Source »
- Date formed: 4 March 1990
- Date dissolved: 25 June 1991

People and organisations
- Governor: Chidambaram Subramaniam
- Chief Minister: Sharad Pawar
- Total no. of members: 15 Cabinet ministers (Incl. Chief Minister) 6 Ministers of state
- Member parties: Congress RPI(A) Independents
- Status in legislature: Majority Coalition government
- Opposition party: Shiv Sena BJP PWP RPI(G) JD
- Opposition leader: Legislative Assembly: Manohar Joshi (Shiv Sena) ; Legislative Council: Vitthalrao Hande (PWP) (1990) R. S. Gavai (RPI(G)) (1990-91);

History
- Election: 1990
- Legislature term: 5 years
- Predecessor: Pawar II
- Successor: S. Naik

= Third Pawar ministry =

After securing a majority in the 1990 Maharashtra legislative elections, the incumbent Chief Minister Sharad Pawar was re-appointed on 4 March 1990. Pawar formed his third ministry, consisting of 15 cabinet ministers and 6 ministers of state. The cabinet continued until June 1991, when Pawar was replaced by Sudhakarrao Naik.

==Government formation==
In the 1990 legislative elections, the Pawar-led Congress party secured 141 out of the State's 288 seats. Pawar managed to form a majority government, with support from 10 Congress "rebels", or party members who contested elections as Independents.

Government formation Sharad Pawar (Congress)

[Records of labeled boxes]
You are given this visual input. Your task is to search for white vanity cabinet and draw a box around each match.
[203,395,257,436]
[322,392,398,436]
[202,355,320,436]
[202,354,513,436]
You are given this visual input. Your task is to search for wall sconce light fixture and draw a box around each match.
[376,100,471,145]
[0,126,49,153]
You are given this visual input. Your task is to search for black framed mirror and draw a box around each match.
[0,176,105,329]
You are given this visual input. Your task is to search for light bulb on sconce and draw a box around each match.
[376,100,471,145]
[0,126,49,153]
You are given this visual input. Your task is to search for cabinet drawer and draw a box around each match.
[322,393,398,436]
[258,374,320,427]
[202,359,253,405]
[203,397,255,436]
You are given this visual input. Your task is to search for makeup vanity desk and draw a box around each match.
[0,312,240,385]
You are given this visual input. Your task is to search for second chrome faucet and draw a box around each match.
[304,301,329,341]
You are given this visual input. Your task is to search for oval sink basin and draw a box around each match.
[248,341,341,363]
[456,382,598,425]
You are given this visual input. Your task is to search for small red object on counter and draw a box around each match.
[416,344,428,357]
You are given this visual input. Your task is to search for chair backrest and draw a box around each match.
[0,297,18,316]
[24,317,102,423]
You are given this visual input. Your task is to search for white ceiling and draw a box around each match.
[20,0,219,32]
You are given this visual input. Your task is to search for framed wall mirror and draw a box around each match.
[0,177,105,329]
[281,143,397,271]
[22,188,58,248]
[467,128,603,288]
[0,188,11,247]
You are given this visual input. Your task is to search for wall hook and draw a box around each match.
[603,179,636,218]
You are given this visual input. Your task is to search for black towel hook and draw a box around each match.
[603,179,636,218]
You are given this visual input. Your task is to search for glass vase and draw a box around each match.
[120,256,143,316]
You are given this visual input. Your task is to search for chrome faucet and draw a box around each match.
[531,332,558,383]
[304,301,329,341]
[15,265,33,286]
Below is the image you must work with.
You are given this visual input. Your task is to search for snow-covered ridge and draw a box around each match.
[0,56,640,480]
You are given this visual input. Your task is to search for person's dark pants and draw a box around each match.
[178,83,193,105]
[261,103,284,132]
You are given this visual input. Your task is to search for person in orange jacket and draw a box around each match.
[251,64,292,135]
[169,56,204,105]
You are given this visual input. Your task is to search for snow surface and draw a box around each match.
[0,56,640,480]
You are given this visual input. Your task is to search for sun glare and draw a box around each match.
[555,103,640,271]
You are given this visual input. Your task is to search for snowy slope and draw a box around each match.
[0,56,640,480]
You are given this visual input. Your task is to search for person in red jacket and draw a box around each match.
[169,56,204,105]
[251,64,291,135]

Tasks and exercises »
**a.** Retype the passage of the text on the third Pawar ministry that opens with the words "After securing a" and closes with "elections as Independents.".
**b.** Echo the lines of the listing from the one containing "for black towel" through the one containing "[120,256,143,316]", both included.

Expected answers »
**a.**
After securing a majority in the 1990 Maharashtra legislative elections, the incumbent Chief Minister Sharad Pawar was re-appointed on 4 March 1990. Pawar formed his third ministry, consisting of 15 cabinet ministers and 6 ministers of state. The cabinet continued until June 1991, when Pawar was replaced by Sudhakarrao Naik.

==Government formation==
In the 1990 legislative elections, the Pawar-led Congress party secured 141 out of the State's 288 seats. Pawar managed to form a majority government, with support from 10 Congress "rebels", or party members who contested elections as Independents.

**b.**
You are given this visual input. Your task is to search for black towel hook and draw a box around each match.
[603,179,636,218]
You are given this visual input. Your task is to search for glass vase and draw a box around each match.
[120,256,143,316]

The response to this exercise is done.